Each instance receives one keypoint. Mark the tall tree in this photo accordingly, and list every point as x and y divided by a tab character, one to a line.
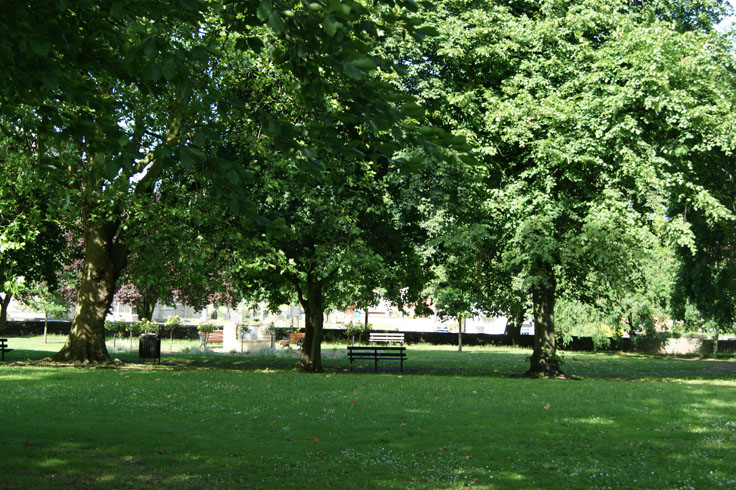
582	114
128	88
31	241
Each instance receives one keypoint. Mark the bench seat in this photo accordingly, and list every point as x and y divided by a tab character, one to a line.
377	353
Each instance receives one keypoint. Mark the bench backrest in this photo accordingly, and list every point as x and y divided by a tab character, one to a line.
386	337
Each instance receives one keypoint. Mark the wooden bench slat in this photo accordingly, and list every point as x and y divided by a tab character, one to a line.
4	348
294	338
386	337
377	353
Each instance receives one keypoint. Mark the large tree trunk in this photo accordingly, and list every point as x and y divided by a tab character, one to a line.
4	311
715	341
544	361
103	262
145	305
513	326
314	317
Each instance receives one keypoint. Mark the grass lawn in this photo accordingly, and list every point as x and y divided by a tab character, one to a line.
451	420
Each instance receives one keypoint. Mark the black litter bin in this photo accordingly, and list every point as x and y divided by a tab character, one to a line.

......

What you are asked to do ::
Give all the records again, exactly, without images.

Written reply ::
Each instance receives one keypoint. Mark the tall tree in this photo accordingly, and list every point as x and y divided by a tab character, one to a line.
582	114
128	88
31	241
Each instance receives one keypoint. Mark the bench seat in this photo accordingly, and list every point as x and y divided by a tab character, one to a line.
377	353
Each instance receives one keypoint. Mark the bench backrest in this photo accordingly, and list every point as x and y divided by a tab character, one to a line.
386	337
Each instance receives one keypoint. Mark the wooden bench slat in this photo accordingly, and list every point as x and y divided by a tab character, one to a line.
4	348
294	338
386	337
377	353
Each instance receives one keypoint. Mark the large tree trunk in this photo accordingly, and list every point as x and y divided by a tab character, one to a line.
4	311
715	341
544	361
103	262
145	305
513	326
314	317
Each instance receives one keypoint. Mark the grass lawn in this photo accordingly, and list every point as x and y divided by a tab character, one to a line.
451	420
Each instance receives one keypoint. Mark the black litter bin in this photo accordingly, and list every point as x and y divided by a tab character, one to a line.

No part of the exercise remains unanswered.